[Directions]
Repeat each line of the material exactly.

[Record excerpts]
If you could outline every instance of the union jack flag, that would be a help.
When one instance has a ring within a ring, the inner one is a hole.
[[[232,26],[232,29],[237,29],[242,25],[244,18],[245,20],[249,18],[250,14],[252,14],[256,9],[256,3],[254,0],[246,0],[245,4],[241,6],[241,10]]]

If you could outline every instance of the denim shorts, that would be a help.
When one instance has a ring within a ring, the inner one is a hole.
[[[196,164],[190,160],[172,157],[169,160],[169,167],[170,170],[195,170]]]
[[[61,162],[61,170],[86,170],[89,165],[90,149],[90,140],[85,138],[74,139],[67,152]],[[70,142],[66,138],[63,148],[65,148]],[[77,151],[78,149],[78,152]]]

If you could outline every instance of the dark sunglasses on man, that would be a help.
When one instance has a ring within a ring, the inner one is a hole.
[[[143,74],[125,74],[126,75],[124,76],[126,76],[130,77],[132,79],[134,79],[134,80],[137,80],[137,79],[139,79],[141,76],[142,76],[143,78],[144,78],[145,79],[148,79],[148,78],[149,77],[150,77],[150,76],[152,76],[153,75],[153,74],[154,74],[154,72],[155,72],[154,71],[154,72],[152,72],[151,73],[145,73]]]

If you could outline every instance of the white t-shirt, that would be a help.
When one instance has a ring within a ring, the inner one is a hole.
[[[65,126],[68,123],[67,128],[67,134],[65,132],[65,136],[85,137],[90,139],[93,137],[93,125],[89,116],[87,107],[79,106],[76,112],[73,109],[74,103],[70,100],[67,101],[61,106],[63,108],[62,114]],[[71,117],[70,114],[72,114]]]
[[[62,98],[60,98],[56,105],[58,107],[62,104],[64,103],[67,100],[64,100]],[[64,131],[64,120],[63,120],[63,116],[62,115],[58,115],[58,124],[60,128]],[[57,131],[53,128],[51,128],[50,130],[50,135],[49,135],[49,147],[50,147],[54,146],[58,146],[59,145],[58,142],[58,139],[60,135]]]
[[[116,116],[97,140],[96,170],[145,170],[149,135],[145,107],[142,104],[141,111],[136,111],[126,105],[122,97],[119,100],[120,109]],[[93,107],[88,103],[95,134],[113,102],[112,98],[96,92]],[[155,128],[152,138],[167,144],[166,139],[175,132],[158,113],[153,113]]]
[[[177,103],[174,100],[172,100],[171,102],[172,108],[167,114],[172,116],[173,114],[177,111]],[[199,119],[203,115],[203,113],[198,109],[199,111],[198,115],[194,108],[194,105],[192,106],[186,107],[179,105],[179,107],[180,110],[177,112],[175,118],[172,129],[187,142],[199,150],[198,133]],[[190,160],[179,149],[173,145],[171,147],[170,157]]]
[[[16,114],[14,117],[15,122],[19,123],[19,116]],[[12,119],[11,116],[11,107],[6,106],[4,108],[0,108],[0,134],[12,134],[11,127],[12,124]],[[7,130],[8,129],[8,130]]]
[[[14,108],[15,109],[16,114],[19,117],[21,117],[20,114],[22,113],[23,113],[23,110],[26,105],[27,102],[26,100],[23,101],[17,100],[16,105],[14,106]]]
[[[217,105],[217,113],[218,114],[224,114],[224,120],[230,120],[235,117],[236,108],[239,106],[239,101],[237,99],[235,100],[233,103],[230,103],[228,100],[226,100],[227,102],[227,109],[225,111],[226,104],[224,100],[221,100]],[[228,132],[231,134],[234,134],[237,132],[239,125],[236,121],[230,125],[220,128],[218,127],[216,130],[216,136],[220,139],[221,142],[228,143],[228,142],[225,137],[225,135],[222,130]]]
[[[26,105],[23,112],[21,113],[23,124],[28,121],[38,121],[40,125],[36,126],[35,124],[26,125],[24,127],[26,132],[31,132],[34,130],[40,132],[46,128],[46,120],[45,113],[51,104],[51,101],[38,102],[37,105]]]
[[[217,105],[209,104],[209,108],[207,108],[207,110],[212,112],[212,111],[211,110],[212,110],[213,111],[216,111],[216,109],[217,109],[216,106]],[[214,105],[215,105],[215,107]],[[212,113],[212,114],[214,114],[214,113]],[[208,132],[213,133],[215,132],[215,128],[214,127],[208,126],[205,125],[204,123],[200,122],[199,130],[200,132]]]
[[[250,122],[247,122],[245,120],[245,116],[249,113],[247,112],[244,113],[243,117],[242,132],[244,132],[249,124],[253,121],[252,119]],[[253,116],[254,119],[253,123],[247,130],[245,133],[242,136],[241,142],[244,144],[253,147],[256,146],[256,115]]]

[Response below]
If you could outline every instance of the union jack flag, that would be a help.
When one instance has a ring within a ring, the inner one is a hole.
[[[232,26],[232,29],[237,29],[242,25],[244,18],[245,20],[249,18],[250,14],[252,14],[256,9],[256,3],[254,0],[246,0],[245,4],[241,6],[241,10]]]

If you could outline every instance of the denim shorts, that would be a help.
When one instance has a ring within a ring, the inner one is a hole.
[[[196,164],[190,160],[172,157],[169,160],[169,167],[170,170],[195,170]]]
[[[61,162],[61,170],[86,170],[89,165],[90,149],[90,140],[85,138],[74,139],[67,152]],[[70,142],[66,138],[63,148],[65,148]],[[77,151],[78,149],[78,152]]]

If you could outline every instance of the dark sunglasses on man, that would be a help.
When one instance has a ring within a ring, the inner one is a hole.
[[[143,74],[125,74],[126,75],[124,76],[126,76],[130,77],[132,79],[134,79],[134,80],[137,80],[137,79],[139,79],[141,76],[142,76],[143,78],[144,78],[145,79],[148,79],[148,78],[149,77],[150,77],[150,76],[152,76],[153,75],[153,74],[154,74],[154,72],[155,72],[154,71],[154,72],[152,72],[151,73],[145,73]]]

If you could outline every instance of the white t-shirt, that would be a help.
When one instance has a ring within a ring, the inner one is a hole.
[[[65,126],[68,123],[67,128],[67,134],[65,132],[65,136],[85,137],[90,139],[93,137],[93,125],[89,116],[87,107],[79,106],[76,112],[73,109],[74,103],[70,100],[67,101],[61,106],[63,108],[62,114]],[[71,117],[70,114],[72,114]]]
[[[62,98],[60,98],[56,105],[58,107],[62,104],[64,103],[67,100],[64,100]],[[64,131],[64,120],[63,120],[63,116],[62,115],[58,115],[58,124],[60,128]],[[57,131],[53,128],[51,128],[50,130],[50,135],[49,135],[49,147],[50,147],[54,146],[58,146],[59,145],[58,142],[58,139],[60,135]]]
[[[116,116],[97,140],[96,170],[145,170],[149,135],[145,107],[142,104],[141,111],[136,111],[126,105],[122,97],[119,100],[120,109]],[[93,107],[88,103],[95,134],[113,102],[112,98],[96,92]],[[155,128],[152,138],[167,144],[166,139],[175,132],[158,113],[153,113]]]
[[[177,103],[174,100],[172,100],[171,102],[172,108],[167,114],[172,116],[173,114],[177,111]],[[199,119],[203,115],[203,113],[198,109],[199,111],[198,115],[194,108],[194,105],[192,106],[186,107],[179,105],[179,107],[180,110],[177,112],[175,118],[172,129],[187,142],[199,150],[198,133]],[[190,160],[179,149],[173,145],[171,147],[170,157]]]
[[[16,114],[14,117],[15,122],[19,123],[19,116]],[[12,119],[11,116],[11,107],[6,106],[4,108],[0,108],[0,134],[12,134],[11,127],[12,124]],[[7,130],[8,129],[8,130]]]
[[[14,108],[15,109],[16,114],[19,117],[21,117],[20,114],[22,113],[23,113],[23,110],[26,105],[27,102],[26,100],[23,101],[17,100],[16,105],[14,106]]]
[[[217,105],[217,113],[218,114],[224,114],[224,120],[230,120],[235,117],[236,108],[239,106],[239,101],[237,99],[235,100],[233,103],[230,103],[228,100],[226,100],[227,102],[227,109],[225,111],[226,104],[224,100],[221,100]],[[228,132],[231,134],[234,134],[237,132],[239,125],[236,121],[230,125],[220,128],[218,127],[216,130],[216,136],[220,139],[221,142],[228,143],[228,142],[225,137],[225,135],[222,130]]]
[[[26,105],[23,112],[21,113],[23,124],[28,121],[38,121],[40,125],[36,126],[35,124],[26,125],[24,127],[26,132],[31,132],[34,130],[40,132],[46,128],[46,120],[45,113],[51,104],[51,101],[38,102],[37,105]]]
[[[217,105],[209,104],[209,108],[207,108],[207,110],[212,112],[212,111],[211,110],[212,110],[213,111],[216,111],[216,109],[217,109],[216,106]],[[214,105],[215,105],[215,107]],[[212,113],[212,114],[214,114],[214,113]],[[208,132],[213,133],[215,132],[215,128],[214,127],[208,126],[205,125],[204,123],[200,122],[199,130],[200,132]]]
[[[250,122],[247,122],[245,120],[245,116],[249,113],[247,112],[244,113],[243,117],[242,132],[244,132],[249,124],[253,121],[252,119]],[[253,116],[254,119],[253,123],[247,130],[245,133],[242,136],[241,142],[244,144],[253,147],[256,146],[256,115]]]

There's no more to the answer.